◆ THE RECORDS ◆

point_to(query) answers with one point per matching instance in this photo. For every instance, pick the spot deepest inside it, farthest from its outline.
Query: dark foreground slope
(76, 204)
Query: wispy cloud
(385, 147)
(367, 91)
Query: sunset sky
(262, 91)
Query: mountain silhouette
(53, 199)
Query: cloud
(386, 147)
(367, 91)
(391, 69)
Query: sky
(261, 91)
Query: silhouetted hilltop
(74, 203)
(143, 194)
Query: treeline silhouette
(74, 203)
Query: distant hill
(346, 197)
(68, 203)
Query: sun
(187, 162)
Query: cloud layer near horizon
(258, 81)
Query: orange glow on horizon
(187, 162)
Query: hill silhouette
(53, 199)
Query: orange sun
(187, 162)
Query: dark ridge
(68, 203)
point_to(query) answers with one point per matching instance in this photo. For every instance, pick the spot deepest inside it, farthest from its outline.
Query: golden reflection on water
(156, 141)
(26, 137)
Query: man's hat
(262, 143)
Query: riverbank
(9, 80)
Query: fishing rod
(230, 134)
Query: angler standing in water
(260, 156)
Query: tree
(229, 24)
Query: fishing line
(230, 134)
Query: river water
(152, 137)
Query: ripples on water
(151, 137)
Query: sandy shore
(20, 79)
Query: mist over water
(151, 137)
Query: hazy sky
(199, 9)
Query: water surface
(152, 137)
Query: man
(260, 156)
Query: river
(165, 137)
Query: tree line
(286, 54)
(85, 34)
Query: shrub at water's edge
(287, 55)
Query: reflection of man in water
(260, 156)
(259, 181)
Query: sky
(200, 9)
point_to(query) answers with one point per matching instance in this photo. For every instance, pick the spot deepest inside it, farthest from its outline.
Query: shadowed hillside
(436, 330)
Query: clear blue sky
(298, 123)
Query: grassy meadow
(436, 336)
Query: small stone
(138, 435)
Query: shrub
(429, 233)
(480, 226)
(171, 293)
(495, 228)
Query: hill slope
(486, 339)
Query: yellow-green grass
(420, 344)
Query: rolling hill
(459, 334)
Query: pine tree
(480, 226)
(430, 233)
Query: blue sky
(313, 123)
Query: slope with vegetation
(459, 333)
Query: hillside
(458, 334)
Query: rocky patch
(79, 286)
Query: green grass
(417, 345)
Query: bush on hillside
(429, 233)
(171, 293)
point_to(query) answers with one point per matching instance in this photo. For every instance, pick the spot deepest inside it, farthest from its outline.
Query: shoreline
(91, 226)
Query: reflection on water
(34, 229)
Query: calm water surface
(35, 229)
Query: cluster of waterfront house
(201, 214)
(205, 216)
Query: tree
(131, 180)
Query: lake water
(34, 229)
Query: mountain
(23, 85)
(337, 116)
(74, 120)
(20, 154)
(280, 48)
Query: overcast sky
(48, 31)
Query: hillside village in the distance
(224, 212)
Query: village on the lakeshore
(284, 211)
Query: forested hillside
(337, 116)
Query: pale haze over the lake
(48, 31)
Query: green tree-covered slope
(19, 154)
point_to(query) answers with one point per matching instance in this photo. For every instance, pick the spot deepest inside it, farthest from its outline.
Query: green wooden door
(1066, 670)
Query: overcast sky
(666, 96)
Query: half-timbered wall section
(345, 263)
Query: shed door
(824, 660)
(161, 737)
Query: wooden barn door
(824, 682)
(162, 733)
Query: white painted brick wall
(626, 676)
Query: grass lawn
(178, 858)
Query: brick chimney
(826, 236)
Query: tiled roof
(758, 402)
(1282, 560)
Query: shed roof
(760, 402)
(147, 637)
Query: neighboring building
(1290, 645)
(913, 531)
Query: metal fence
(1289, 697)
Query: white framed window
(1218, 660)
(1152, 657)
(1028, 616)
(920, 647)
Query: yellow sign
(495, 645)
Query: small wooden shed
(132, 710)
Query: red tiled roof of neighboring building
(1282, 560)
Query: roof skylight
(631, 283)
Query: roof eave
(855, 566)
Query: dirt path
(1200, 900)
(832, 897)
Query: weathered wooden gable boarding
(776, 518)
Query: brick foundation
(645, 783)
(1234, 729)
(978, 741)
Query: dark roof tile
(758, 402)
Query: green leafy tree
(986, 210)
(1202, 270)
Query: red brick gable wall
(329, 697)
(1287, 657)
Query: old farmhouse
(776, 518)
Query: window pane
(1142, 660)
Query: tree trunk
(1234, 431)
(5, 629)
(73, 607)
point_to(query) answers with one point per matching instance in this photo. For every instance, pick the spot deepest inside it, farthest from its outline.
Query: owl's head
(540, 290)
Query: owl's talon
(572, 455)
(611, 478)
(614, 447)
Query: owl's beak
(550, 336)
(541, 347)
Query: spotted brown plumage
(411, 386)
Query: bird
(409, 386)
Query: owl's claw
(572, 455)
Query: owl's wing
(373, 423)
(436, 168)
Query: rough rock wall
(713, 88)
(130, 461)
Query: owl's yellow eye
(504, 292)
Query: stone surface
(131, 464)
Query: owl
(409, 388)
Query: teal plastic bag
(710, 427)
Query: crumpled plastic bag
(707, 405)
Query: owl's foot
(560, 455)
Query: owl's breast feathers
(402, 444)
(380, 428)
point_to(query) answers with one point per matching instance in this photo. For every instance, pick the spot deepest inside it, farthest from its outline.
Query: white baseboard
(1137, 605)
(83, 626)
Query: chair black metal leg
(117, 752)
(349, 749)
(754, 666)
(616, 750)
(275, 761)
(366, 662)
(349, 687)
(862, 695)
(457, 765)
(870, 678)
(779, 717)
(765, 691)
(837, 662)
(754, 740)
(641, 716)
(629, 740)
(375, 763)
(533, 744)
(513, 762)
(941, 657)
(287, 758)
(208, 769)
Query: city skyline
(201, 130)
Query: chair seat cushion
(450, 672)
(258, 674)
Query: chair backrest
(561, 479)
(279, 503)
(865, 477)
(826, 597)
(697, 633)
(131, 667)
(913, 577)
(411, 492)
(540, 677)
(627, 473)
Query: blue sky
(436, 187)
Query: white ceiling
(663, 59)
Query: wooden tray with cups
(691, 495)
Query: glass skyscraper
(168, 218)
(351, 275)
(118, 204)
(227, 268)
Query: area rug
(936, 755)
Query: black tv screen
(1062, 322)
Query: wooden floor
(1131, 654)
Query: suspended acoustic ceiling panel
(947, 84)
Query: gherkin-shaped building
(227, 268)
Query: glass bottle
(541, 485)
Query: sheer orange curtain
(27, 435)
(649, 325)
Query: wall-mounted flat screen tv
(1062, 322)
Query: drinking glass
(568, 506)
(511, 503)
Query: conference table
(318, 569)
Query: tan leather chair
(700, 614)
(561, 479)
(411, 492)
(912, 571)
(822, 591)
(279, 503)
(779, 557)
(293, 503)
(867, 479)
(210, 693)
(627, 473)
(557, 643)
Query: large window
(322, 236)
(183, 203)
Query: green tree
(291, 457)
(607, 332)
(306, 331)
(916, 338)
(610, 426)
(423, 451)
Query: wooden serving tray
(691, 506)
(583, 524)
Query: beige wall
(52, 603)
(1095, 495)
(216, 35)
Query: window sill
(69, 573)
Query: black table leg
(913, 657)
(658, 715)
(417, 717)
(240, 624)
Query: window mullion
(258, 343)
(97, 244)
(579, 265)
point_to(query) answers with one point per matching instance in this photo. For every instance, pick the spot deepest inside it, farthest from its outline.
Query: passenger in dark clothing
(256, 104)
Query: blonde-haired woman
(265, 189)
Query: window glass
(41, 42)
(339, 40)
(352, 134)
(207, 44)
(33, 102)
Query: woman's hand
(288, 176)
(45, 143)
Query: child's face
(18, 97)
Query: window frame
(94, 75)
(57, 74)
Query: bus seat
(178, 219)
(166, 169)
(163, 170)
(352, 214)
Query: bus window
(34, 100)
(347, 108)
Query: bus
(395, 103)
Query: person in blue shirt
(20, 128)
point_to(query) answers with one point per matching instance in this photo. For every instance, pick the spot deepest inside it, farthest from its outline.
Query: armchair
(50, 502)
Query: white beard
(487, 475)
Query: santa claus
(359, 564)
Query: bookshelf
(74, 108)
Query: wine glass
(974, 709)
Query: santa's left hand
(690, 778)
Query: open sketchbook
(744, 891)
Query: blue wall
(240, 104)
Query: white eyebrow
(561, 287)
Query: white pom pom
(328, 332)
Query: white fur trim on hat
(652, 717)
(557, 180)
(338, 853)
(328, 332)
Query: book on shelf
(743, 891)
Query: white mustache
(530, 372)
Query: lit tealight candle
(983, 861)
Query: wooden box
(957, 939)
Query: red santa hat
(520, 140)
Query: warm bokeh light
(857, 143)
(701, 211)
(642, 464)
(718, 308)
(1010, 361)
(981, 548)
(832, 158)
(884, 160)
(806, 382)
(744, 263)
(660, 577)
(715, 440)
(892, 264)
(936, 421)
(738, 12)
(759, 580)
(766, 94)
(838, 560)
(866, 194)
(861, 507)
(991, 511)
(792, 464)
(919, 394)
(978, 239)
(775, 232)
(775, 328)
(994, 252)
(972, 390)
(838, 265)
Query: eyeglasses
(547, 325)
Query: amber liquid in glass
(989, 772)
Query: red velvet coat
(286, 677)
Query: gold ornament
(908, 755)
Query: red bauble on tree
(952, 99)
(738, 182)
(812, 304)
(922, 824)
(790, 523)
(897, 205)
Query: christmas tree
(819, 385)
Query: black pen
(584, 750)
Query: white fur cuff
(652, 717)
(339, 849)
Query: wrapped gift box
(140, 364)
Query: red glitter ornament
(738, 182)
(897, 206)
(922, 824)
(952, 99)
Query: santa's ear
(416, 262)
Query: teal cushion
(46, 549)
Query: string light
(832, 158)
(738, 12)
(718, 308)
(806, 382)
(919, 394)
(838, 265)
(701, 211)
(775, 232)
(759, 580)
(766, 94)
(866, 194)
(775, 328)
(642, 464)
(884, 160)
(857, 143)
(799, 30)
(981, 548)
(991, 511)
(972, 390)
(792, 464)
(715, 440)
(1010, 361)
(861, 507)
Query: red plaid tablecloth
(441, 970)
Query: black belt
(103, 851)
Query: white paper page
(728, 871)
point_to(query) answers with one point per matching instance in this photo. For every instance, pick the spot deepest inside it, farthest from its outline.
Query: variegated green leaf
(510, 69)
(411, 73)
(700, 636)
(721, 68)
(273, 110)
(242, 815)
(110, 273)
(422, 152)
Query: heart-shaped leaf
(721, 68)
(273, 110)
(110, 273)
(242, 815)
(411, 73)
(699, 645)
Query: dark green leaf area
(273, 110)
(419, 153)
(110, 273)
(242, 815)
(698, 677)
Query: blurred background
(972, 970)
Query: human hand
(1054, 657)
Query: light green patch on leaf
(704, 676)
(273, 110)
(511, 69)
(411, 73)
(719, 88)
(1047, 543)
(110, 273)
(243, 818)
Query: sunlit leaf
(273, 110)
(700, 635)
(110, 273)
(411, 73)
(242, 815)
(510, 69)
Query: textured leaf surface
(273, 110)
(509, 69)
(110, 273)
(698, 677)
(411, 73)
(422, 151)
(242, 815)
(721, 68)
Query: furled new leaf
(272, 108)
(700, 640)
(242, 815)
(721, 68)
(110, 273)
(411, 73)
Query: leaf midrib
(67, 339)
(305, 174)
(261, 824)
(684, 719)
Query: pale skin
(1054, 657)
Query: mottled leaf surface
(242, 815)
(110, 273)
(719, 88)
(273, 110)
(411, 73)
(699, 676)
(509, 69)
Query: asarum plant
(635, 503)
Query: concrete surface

◆ OBJECTIVE ◆
Copy the material from the line containing "Query: mottled leaf surface" through the end, with "surface" changed to "area" and everything else unchanged.

◆ TASK OUTPUT ◆
Query: mottled leaf area
(242, 815)
(110, 273)
(719, 88)
(273, 110)
(411, 73)
(699, 676)
(509, 69)
Query: asarum plant
(635, 503)
Query: concrete area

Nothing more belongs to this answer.